Rows:
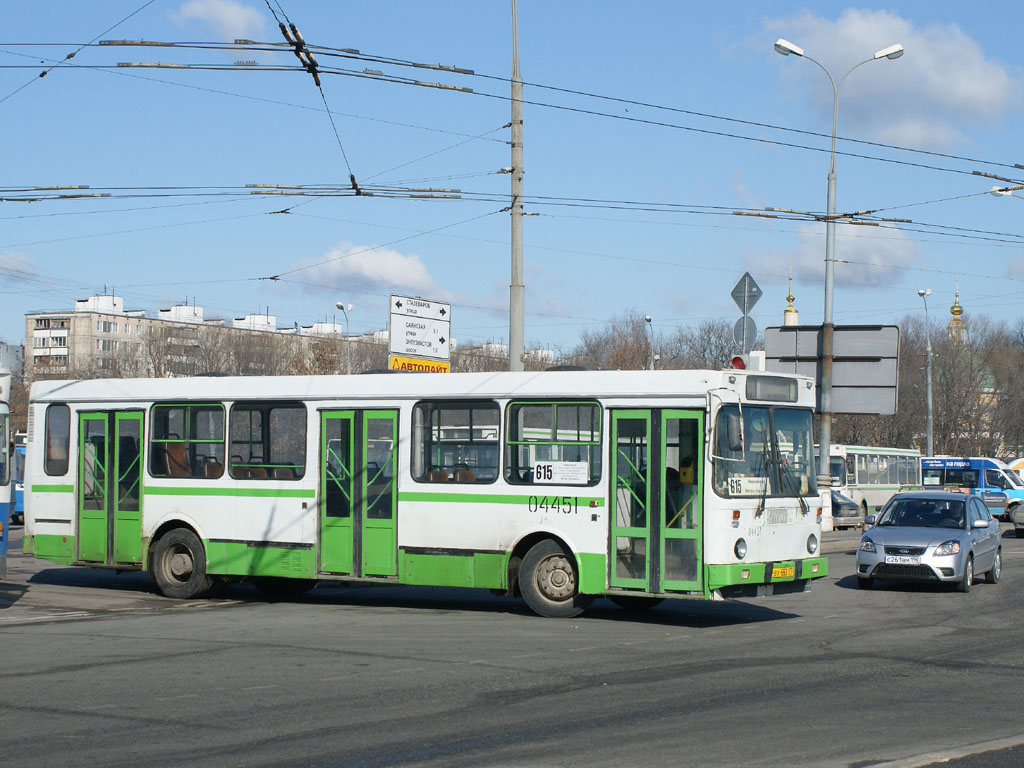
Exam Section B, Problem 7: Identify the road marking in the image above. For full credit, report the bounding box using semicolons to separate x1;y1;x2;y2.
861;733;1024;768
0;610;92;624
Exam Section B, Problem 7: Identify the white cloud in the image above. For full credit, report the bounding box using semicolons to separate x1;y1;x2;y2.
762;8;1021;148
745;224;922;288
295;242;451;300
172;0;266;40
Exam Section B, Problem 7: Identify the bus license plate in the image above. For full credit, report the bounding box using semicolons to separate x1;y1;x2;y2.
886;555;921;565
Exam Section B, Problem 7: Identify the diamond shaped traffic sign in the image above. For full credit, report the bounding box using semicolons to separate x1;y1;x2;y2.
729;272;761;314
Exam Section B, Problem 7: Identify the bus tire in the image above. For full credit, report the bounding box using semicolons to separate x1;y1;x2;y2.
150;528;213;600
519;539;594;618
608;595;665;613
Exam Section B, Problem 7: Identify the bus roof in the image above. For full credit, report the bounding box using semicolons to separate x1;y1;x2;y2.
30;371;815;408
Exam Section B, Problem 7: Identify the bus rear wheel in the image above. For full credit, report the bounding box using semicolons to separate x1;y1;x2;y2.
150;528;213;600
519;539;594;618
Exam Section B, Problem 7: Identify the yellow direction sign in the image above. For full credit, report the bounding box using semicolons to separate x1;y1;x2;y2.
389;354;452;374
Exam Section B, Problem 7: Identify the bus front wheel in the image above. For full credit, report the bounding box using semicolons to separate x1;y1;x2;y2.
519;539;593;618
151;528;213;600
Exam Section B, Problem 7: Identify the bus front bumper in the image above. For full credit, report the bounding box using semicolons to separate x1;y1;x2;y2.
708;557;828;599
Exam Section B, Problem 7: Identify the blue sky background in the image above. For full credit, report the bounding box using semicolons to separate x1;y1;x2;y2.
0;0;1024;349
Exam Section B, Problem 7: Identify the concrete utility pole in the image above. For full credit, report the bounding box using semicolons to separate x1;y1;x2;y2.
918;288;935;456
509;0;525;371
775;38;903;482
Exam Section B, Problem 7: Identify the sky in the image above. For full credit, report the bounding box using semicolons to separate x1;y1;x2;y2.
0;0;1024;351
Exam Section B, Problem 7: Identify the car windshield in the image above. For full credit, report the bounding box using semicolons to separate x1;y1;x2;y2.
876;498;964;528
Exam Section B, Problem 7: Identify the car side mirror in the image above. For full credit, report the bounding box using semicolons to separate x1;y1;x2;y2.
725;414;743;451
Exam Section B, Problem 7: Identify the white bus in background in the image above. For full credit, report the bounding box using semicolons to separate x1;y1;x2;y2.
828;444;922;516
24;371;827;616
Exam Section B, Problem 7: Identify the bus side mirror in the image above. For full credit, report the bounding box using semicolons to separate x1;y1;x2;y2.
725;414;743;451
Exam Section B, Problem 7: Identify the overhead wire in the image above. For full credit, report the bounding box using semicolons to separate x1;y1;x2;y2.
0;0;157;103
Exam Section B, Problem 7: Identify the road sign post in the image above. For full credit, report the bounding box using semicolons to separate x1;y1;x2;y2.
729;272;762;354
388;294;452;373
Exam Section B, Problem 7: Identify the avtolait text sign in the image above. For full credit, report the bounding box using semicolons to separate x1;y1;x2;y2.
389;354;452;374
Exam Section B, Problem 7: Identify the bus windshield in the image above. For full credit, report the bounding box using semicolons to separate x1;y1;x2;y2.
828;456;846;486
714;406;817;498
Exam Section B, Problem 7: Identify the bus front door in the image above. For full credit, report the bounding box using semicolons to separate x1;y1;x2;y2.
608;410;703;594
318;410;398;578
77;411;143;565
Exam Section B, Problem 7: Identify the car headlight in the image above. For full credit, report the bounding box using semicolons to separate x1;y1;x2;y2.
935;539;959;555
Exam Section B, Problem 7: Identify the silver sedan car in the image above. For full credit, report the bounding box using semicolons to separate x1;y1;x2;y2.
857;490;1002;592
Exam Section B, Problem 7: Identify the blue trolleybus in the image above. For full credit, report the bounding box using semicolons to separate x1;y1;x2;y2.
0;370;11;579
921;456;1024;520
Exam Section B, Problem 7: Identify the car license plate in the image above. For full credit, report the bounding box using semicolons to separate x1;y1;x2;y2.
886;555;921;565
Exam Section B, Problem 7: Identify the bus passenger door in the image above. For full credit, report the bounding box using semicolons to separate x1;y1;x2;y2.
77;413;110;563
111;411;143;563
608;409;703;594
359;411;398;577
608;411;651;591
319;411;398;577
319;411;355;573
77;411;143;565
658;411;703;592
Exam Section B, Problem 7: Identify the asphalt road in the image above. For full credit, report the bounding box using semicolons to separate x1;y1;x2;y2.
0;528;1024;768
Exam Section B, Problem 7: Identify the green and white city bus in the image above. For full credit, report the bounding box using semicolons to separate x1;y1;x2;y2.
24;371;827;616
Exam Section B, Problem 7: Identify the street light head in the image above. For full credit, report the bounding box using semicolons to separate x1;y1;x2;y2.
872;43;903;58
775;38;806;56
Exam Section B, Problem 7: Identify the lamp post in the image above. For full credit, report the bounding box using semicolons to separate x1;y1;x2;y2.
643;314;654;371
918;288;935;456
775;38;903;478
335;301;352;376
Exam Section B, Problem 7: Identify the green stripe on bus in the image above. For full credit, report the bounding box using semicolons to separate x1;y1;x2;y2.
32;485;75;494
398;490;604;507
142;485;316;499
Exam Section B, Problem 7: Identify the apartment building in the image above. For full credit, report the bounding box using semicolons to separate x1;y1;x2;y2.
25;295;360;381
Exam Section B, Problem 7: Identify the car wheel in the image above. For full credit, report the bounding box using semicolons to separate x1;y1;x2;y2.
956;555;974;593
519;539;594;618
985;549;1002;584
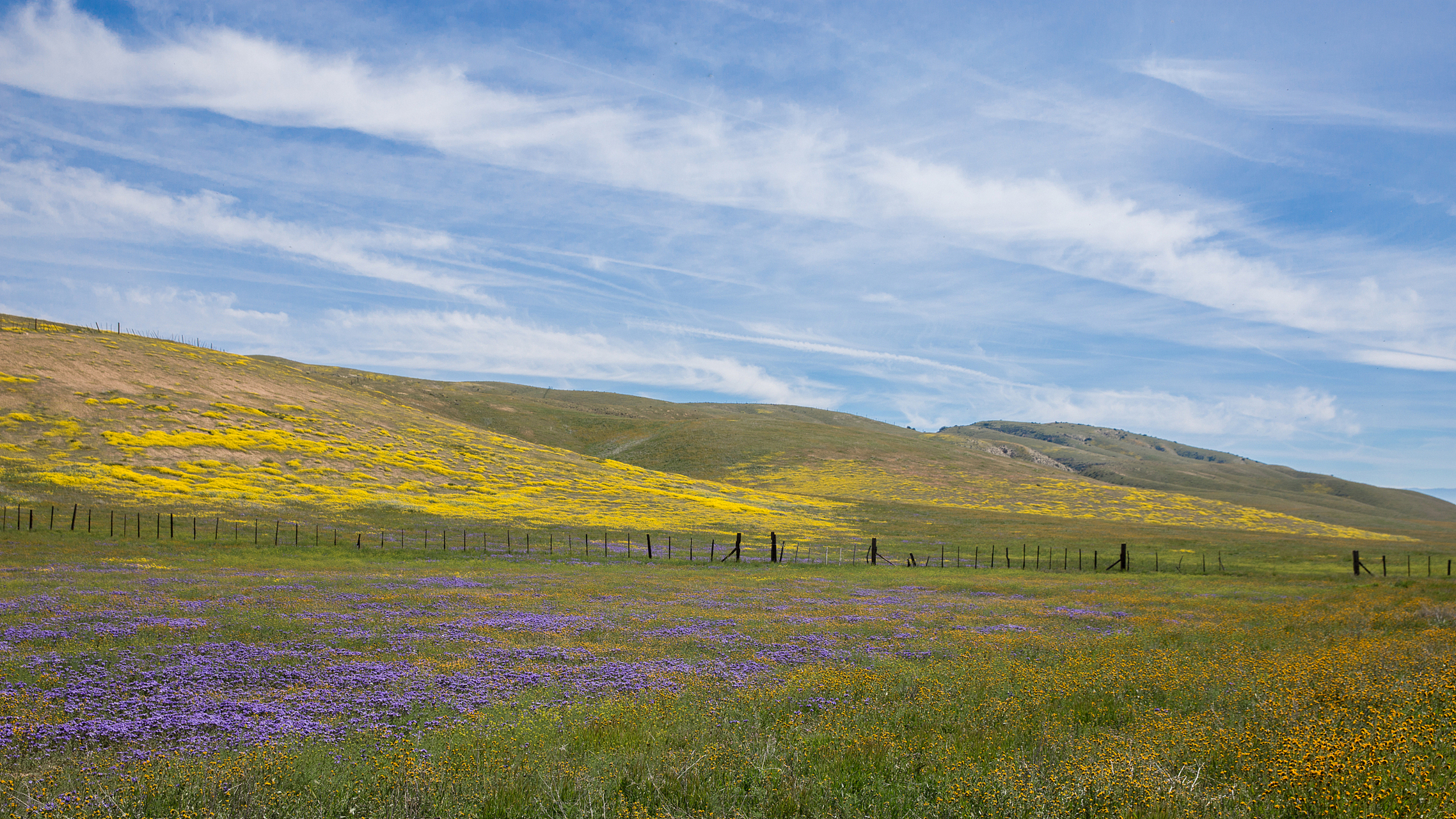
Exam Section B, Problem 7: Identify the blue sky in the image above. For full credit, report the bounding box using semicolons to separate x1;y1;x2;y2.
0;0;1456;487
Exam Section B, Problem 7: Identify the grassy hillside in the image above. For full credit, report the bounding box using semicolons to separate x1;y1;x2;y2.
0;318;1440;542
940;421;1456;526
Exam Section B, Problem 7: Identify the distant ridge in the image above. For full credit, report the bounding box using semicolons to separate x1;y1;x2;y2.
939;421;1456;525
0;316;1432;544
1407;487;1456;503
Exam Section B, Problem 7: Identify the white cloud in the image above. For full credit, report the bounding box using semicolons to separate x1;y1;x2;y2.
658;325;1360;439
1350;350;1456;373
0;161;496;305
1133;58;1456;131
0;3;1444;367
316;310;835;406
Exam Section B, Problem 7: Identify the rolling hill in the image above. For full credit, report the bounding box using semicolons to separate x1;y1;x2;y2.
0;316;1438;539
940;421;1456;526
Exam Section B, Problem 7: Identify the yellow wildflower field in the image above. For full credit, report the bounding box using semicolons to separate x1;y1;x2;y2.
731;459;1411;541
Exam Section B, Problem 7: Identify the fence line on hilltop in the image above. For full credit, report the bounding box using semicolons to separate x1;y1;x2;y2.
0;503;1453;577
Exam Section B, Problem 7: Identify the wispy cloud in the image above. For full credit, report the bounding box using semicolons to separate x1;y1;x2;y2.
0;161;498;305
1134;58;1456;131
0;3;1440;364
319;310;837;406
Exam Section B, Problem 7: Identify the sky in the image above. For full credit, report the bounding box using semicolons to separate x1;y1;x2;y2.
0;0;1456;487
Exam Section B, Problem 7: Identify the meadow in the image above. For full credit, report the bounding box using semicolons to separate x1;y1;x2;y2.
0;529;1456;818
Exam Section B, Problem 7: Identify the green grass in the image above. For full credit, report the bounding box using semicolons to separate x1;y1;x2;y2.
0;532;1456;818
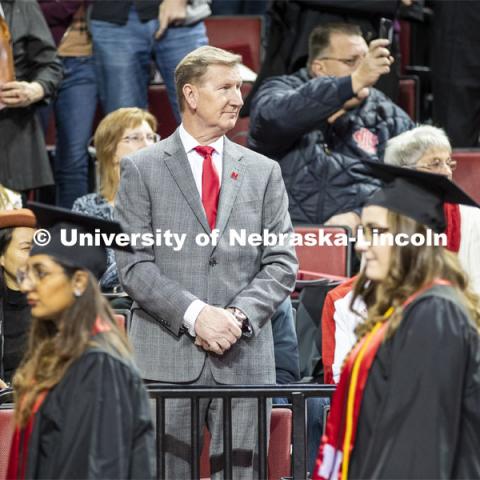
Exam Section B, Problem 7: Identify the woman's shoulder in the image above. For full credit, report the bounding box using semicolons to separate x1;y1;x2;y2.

Exercise objective: Copy out, verbatim, the stretch of the records from the line containing "Exam Section B, Problem 7: Identify the yellow wildflower" through the end of the records, both ends included, omitting the pictures.

Output of the task:
Exam Section B, Problem 7: Identify the yellow wildflower field in the image above. For full credit, report the bounding box using semicolons to separate x1;y1;x2;y2.
731;459;1411;541
Exam Section B, Problem 7: Identify the fence line on hilltop in the image above. For full credit, report the bounding box using semicolons to separate x1;y1;x2;y2.
0;503;1453;577
Exam Section B, Problem 7: Identify the wispy cloud in the image above. For full credit, report the bounding box using semicolons to separate x1;y1;x2;y2.
0;161;498;305
1134;58;1456;131
0;3;1440;364
319;310;837;406
Exam Section B, Problem 7: Identify the sky in the image above. For full credit, report the bounding box using semicolons to separate x1;y1;x2;y2.
0;0;1456;487
Exam Section B, Problem 7: Identify the meadow in the image above. For full credit, report the bounding box using semicolons to separate x1;y1;x2;y2.
0;529;1456;818
Exam Section B, Problem 7: Identify the green grass in the image above. For full credit, report the bounding box using semicolons to separate x1;y1;x2;y2.
0;532;1456;818
Exam Section B, Problem 7: Identify the woman's shoulder in the image above. For full credit, report the bounding box using semicolons to separate x1;y1;x2;y2.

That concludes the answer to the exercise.